:: Passage ::

AccountingBody Editorial Team

In the world of corporate finance, much attention is given to companies going public through initial public offerings (IPOs). However, the reverse process—taking a public company private—can be just as strategically significant. It involves delisting the company from public stock exchanges and consolidating ownership under a limited number of private hands.

This guide explores the reasons, mechanics, and strategic considerations behind this transition, supported by notable real-world examples.

What Does It Mean to Take a Company Private?

Taking a company private is the process of purchasing all publicly held shares of a listed company, resulting in its removal from public stock exchanges. After the buyout, the company becomes privately owned, with far fewer shareholders and reduced regulatory obligations.

This shift is often pursued to regain strategic flexibility, reduce compliance burdens, or to implement long-term restructuring plans without the short-term pressures of quarterly earnings reports.

Why Do Companies Go Private?

There are several strategic and financial motivations for companies to go private:

1. Corporate Restructuring

Going private often supports restructuring efforts. Executives may feel constrained by the public market’s demand for short-term performance and may prefer a private environment to reposition operations, exit unprofitable segments, or overhaul management.

[Pointing records]
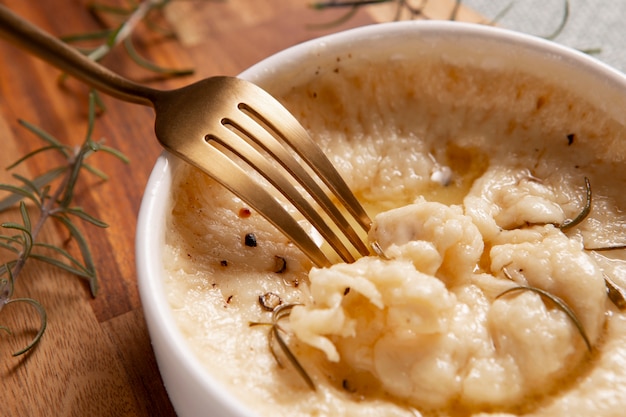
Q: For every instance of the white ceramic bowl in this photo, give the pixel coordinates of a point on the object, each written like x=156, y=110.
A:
x=193, y=391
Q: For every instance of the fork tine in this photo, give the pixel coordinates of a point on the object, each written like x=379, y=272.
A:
x=293, y=133
x=234, y=143
x=253, y=131
x=238, y=181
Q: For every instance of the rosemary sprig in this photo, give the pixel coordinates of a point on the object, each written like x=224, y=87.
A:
x=51, y=195
x=559, y=303
x=121, y=35
x=275, y=336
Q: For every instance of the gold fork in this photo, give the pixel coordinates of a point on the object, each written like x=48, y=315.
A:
x=207, y=122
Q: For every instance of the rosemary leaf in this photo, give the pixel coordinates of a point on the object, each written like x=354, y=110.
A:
x=151, y=66
x=95, y=171
x=9, y=247
x=29, y=185
x=85, y=252
x=560, y=303
x=40, y=182
x=31, y=154
x=97, y=35
x=17, y=194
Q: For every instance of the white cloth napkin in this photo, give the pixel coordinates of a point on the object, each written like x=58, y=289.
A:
x=592, y=24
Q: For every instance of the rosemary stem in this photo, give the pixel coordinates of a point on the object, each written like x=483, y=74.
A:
x=126, y=29
x=47, y=209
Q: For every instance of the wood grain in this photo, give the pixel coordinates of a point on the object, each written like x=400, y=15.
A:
x=95, y=358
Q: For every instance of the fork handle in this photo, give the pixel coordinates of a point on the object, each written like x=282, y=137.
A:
x=52, y=50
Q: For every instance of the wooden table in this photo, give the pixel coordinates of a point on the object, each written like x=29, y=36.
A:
x=95, y=358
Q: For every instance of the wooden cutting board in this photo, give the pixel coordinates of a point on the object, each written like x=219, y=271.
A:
x=95, y=358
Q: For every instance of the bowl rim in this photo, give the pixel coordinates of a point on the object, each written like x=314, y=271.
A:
x=167, y=340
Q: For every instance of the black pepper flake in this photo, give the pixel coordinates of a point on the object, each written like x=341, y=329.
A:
x=345, y=384
x=570, y=139
x=280, y=264
x=250, y=240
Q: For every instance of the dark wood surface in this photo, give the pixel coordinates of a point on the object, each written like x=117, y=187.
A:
x=95, y=358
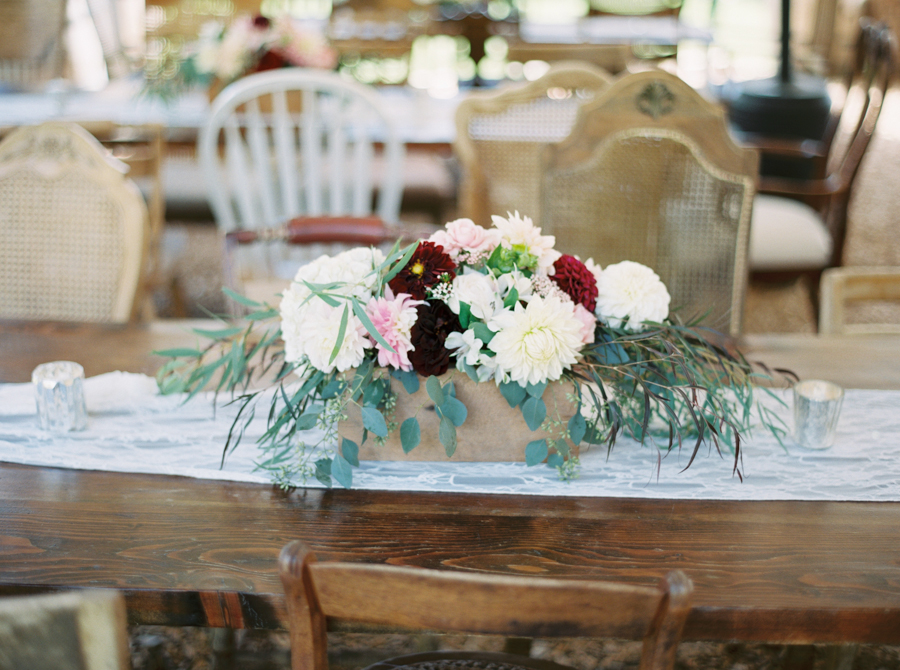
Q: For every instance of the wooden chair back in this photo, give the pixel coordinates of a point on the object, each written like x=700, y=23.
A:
x=650, y=174
x=501, y=135
x=84, y=630
x=74, y=229
x=848, y=136
x=320, y=593
x=841, y=287
x=298, y=142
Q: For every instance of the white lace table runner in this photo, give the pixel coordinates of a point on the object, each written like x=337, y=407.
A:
x=133, y=429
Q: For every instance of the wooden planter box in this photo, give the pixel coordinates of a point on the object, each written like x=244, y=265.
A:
x=492, y=431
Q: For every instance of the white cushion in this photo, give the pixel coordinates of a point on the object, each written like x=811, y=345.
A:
x=787, y=235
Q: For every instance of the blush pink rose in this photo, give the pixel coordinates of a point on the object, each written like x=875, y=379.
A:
x=393, y=318
x=588, y=323
x=466, y=235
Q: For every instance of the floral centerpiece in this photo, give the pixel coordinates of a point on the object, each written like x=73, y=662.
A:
x=222, y=54
x=582, y=354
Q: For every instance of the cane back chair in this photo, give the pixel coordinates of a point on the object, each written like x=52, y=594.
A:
x=74, y=229
x=297, y=142
x=439, y=600
x=874, y=290
x=650, y=174
x=500, y=137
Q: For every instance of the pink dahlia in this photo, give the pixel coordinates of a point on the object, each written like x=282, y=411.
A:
x=393, y=318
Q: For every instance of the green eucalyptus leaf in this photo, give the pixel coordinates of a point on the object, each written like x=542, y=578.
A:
x=447, y=435
x=223, y=334
x=262, y=315
x=373, y=420
x=373, y=394
x=513, y=392
x=332, y=388
x=323, y=471
x=577, y=428
x=342, y=471
x=470, y=371
x=435, y=392
x=536, y=390
x=350, y=451
x=535, y=411
x=410, y=250
x=179, y=353
x=410, y=434
x=536, y=452
x=511, y=298
x=454, y=410
x=482, y=332
x=465, y=314
x=339, y=340
x=242, y=299
x=555, y=461
x=308, y=419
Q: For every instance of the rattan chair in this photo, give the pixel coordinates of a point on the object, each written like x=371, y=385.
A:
x=441, y=600
x=799, y=225
x=83, y=630
x=297, y=142
x=841, y=287
x=650, y=174
x=500, y=137
x=73, y=228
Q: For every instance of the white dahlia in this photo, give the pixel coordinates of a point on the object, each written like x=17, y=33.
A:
x=520, y=231
x=310, y=333
x=537, y=343
x=353, y=269
x=632, y=291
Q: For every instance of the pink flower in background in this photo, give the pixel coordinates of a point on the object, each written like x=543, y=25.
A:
x=588, y=322
x=464, y=235
x=393, y=318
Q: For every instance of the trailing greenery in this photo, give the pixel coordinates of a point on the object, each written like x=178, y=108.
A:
x=667, y=386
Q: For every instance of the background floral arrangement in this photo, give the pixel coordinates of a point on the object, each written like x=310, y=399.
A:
x=248, y=44
x=499, y=305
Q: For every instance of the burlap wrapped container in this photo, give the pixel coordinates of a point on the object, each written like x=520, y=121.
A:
x=492, y=431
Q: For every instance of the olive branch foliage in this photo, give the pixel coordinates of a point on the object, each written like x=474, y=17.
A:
x=669, y=385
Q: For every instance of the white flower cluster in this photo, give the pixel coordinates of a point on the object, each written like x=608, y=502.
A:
x=521, y=319
x=310, y=325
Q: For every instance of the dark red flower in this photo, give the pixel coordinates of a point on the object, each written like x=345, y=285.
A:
x=428, y=264
x=434, y=322
x=576, y=281
x=270, y=60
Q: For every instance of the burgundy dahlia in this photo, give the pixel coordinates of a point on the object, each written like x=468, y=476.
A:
x=434, y=322
x=429, y=263
x=576, y=281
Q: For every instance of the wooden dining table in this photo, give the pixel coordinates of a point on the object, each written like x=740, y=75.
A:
x=192, y=552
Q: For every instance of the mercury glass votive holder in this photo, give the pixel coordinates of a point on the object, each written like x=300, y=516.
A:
x=817, y=406
x=59, y=394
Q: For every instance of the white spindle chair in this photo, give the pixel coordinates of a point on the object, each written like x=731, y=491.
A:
x=297, y=142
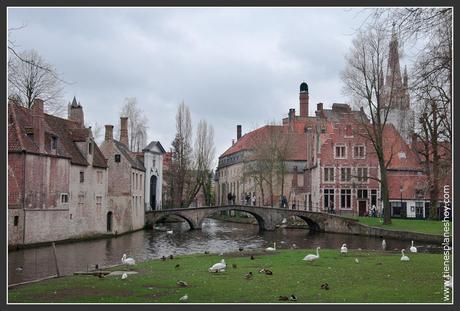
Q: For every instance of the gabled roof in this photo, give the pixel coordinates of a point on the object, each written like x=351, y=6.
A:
x=154, y=144
x=135, y=163
x=21, y=122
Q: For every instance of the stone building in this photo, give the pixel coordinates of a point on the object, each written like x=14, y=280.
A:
x=126, y=182
x=57, y=177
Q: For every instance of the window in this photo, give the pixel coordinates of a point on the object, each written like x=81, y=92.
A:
x=53, y=143
x=362, y=174
x=345, y=174
x=362, y=193
x=345, y=198
x=358, y=152
x=328, y=198
x=64, y=198
x=340, y=152
x=99, y=177
x=328, y=174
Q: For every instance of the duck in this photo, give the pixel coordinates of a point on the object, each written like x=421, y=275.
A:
x=413, y=249
x=218, y=267
x=184, y=298
x=344, y=249
x=128, y=261
x=312, y=257
x=271, y=249
x=404, y=257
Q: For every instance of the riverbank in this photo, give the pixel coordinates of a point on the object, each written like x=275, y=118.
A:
x=378, y=277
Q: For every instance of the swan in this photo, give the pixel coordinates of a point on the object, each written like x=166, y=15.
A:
x=128, y=261
x=312, y=257
x=184, y=298
x=344, y=249
x=218, y=267
x=271, y=249
x=413, y=249
x=404, y=257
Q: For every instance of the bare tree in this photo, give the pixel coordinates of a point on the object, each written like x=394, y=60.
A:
x=137, y=124
x=31, y=77
x=363, y=79
x=182, y=154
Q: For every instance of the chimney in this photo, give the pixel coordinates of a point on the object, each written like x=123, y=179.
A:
x=76, y=113
x=38, y=120
x=238, y=132
x=108, y=132
x=124, y=131
x=303, y=99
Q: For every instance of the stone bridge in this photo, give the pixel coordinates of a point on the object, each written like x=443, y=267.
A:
x=267, y=217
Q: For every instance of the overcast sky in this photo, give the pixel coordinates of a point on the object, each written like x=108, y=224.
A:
x=229, y=65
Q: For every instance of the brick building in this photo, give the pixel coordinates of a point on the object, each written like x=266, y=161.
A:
x=126, y=185
x=57, y=177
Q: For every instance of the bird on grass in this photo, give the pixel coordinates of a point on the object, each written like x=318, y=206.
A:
x=128, y=260
x=184, y=298
x=344, y=249
x=404, y=257
x=312, y=257
x=413, y=249
x=218, y=267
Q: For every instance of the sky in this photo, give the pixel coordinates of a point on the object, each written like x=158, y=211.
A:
x=229, y=65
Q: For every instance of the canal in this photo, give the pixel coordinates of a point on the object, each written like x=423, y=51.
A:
x=215, y=237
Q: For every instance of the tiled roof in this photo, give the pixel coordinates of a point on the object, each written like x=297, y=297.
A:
x=249, y=141
x=135, y=163
x=53, y=126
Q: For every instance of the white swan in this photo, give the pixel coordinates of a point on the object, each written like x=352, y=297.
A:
x=312, y=257
x=413, y=249
x=344, y=249
x=218, y=267
x=127, y=261
x=404, y=257
x=271, y=249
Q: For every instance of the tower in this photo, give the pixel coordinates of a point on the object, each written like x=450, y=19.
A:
x=303, y=99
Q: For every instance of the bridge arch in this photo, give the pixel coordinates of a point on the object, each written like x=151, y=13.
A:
x=261, y=221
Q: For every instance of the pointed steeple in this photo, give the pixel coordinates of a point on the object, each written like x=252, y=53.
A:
x=393, y=77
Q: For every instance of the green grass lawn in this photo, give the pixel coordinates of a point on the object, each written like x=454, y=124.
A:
x=414, y=225
x=378, y=277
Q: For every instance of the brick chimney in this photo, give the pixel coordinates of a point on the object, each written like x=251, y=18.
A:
x=124, y=130
x=108, y=132
x=303, y=100
x=238, y=132
x=76, y=113
x=38, y=122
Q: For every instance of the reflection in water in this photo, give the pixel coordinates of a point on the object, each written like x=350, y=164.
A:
x=216, y=236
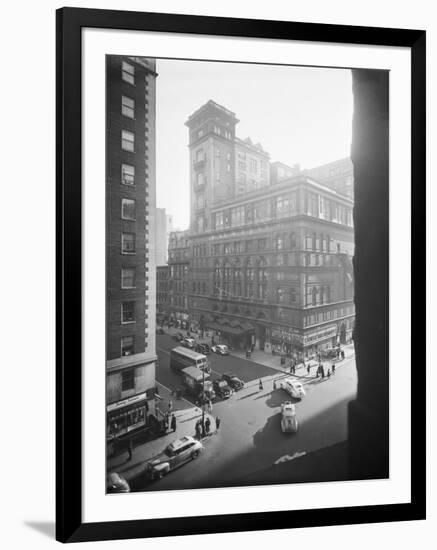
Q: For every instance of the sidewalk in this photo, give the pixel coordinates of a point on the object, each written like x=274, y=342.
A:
x=164, y=395
x=274, y=361
x=185, y=425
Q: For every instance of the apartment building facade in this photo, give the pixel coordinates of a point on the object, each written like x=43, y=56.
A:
x=130, y=248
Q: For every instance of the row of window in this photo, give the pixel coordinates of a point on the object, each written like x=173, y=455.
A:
x=128, y=274
x=178, y=286
x=282, y=206
x=179, y=301
x=316, y=295
x=328, y=315
x=199, y=287
x=178, y=271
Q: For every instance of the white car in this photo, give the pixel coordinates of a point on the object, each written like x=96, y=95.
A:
x=174, y=455
x=116, y=483
x=288, y=418
x=220, y=349
x=188, y=342
x=292, y=387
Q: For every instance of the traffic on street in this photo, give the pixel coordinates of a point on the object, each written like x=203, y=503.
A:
x=268, y=416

:: Task set ::
a) According to the guide on taking companies private, what happens to a listed company once all of its publicly held shares are purchased?
b) Extend the guide on taking companies private, picking up right after its last sentence.

:: Expected outputs ::
a) It is removed from public stock exchanges and becomes privately owned.

b)
2. Regulatory Relief

Public companies are subject to rigorous financial reporting and disclosure requirements from regulatory bodies such as the U.S. Securities and Exchange Commission (SEC). Privatization reduces these obligations, allowing greater freedom in financial operations and reporting timelines.

3. Increased Strategic Control

A private company’s management and owners are less exposed to shareholder activism or stock price volatility. Taking a company private enables long-term strategic planning, free from the influence of public investor sentiment.

4. Avoidance of Undervaluation

Public markets sometimes undervalue companies, particularly those in transitional or misunderstood sectors. A buyout allows insiders to capture long-term value that public markets may not currently recognize.

How the Privatization Process Works

The transition from public to private typically involves the following stages:

Step 1: Initiation of a Buyout Offer

A buyout is initiated by a key stakeholder—often company management, private equity firms, or institutional investors—who propose purchasing all outstanding public shares at a premium over the current trading price.

Step 2: Board Review and Recommendation

The company’s board of directors evaluates the offer and typically commissions a fairness opinion from an independent financial advisor. If the offer is deemed reasonable, the board recommends it to shareholders.

Step 3: Shareholder Vote

Shareholders vote on the buyout. Approval typically requires a majority vote, though thresholds may vary by jurisdiction or corporate bylaws.

Step 4: Financing the Transaction

Buyouts are financed through a mix of private equity capital, debt (often via leveraged buyouts), or internal funds. In leveraged transactions, the company may take on substantial debt, using future cash flows to repay it over time.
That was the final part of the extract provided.